Collected data:

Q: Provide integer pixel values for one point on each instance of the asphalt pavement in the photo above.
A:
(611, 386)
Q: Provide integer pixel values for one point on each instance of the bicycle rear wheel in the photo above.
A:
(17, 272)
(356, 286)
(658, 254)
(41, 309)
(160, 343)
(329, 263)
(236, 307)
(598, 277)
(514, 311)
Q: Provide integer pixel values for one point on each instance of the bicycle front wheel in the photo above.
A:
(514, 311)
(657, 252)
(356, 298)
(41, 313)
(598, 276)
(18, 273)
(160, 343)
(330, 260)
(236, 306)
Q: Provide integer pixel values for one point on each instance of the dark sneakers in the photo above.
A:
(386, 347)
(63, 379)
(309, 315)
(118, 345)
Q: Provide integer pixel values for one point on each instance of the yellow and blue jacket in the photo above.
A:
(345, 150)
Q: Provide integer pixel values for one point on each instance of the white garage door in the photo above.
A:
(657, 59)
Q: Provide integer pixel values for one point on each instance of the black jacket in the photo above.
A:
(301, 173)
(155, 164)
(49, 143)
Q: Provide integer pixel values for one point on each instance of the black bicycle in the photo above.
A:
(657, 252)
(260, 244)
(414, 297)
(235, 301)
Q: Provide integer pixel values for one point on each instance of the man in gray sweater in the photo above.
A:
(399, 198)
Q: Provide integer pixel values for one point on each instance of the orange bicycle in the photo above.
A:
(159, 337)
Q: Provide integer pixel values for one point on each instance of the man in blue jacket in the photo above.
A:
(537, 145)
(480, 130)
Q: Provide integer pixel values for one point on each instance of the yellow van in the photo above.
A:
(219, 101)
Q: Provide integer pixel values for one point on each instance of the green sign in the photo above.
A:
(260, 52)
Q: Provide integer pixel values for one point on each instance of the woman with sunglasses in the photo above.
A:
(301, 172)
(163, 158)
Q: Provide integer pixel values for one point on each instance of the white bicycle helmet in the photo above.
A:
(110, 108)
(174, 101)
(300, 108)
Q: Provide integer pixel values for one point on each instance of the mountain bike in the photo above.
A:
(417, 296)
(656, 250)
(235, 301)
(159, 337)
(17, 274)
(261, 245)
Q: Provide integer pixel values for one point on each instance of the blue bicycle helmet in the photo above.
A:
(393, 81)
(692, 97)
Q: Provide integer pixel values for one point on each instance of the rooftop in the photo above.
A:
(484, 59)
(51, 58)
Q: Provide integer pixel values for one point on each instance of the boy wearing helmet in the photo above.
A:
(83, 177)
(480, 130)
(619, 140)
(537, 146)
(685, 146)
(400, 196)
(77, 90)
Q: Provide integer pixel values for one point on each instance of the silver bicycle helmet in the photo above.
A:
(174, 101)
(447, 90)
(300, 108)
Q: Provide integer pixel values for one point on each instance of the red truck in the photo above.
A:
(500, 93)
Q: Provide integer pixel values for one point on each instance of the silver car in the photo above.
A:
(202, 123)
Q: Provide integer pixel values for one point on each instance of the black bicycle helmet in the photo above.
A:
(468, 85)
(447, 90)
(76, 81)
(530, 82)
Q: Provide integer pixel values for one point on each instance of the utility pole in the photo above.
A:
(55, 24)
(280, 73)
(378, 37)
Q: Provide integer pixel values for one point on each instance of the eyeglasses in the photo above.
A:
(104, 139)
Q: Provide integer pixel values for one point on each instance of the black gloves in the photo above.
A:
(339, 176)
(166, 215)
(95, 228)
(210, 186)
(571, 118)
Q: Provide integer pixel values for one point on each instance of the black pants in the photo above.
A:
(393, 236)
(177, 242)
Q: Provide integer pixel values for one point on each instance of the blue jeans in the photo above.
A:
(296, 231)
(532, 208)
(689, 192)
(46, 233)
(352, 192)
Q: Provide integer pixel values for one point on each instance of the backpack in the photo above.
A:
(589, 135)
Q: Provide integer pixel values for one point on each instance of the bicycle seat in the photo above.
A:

==

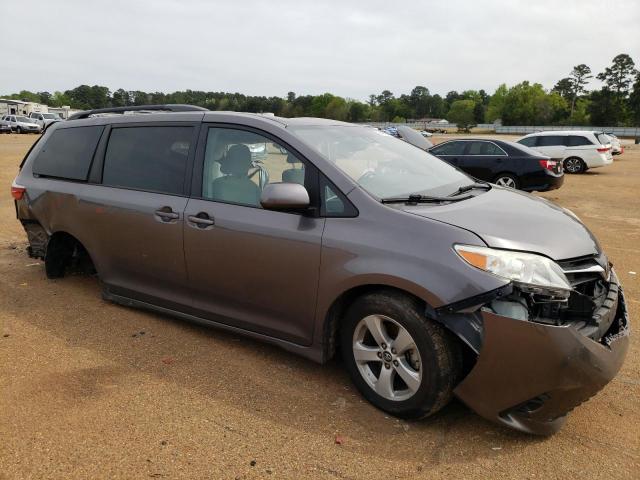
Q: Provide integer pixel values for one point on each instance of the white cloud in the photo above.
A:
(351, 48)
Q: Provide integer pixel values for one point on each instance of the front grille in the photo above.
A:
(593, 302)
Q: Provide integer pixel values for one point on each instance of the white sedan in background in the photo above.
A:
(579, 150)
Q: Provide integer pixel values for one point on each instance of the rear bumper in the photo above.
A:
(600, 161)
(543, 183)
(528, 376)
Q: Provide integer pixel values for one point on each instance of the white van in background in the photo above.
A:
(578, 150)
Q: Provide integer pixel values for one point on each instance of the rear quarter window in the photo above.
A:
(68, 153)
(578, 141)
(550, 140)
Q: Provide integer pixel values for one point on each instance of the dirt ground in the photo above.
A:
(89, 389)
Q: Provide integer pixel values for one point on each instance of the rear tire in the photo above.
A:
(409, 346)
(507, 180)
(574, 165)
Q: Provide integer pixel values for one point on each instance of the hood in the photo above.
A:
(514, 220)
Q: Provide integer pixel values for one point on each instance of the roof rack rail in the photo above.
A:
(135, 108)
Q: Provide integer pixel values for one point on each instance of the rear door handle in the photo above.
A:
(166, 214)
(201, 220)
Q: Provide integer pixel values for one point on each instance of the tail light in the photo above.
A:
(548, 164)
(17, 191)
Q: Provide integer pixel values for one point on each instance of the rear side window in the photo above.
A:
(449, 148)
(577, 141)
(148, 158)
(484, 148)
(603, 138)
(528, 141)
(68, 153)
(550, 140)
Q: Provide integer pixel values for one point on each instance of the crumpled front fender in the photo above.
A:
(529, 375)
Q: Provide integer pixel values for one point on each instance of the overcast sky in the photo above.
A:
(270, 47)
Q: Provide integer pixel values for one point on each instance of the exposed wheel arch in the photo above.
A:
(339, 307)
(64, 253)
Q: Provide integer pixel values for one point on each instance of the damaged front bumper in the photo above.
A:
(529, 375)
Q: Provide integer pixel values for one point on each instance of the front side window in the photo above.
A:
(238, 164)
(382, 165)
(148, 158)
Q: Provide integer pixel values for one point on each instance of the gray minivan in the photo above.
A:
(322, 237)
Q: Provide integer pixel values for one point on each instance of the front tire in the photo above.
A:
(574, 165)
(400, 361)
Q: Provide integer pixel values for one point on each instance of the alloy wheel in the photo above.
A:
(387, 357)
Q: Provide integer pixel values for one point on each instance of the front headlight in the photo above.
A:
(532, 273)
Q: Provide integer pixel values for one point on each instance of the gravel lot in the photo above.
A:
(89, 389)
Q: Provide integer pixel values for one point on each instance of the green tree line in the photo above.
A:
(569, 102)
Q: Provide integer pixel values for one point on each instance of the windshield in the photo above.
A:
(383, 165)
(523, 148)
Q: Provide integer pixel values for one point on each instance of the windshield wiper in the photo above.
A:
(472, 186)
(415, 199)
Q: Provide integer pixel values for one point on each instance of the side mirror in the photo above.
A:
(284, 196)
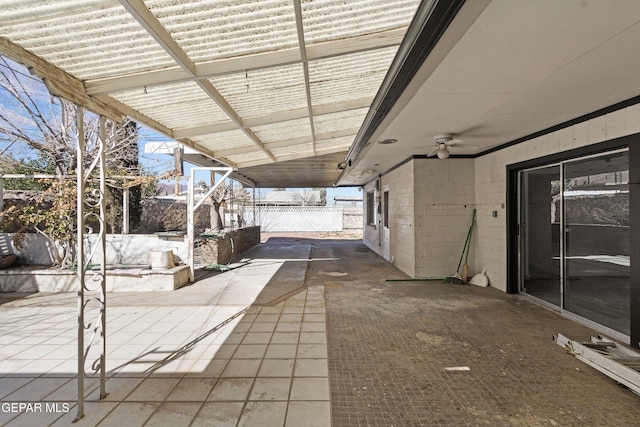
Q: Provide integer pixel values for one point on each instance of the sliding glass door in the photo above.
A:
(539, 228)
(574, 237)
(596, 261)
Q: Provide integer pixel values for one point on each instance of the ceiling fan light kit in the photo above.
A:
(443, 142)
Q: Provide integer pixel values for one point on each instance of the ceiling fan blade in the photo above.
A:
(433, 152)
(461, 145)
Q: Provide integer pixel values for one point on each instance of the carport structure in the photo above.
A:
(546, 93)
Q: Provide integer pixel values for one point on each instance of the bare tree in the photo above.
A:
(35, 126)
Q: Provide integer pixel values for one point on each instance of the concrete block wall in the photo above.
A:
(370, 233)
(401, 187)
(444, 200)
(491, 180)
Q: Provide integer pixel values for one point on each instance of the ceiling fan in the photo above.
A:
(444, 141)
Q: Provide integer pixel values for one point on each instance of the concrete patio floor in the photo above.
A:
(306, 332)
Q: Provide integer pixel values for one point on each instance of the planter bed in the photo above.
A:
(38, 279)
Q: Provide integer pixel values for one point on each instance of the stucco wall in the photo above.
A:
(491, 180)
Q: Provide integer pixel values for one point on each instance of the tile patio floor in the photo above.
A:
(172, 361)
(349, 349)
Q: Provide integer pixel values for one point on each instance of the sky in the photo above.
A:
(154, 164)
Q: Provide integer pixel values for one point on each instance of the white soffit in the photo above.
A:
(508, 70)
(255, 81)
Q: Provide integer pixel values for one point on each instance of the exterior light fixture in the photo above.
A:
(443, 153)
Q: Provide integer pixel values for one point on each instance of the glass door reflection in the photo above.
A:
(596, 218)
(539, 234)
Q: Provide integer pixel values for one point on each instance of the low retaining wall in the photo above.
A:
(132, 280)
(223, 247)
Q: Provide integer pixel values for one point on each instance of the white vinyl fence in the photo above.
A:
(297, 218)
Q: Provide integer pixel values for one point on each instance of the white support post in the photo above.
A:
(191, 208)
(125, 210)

→ Exercise requirements
Copy out the lines above that hold the string "green".

→ Result
Q: Provide integer pixel values for one point on each instance of the green sign in the photo above.
Q: Provide integer pixel values for one point on each instance of the green tree line in the photo above.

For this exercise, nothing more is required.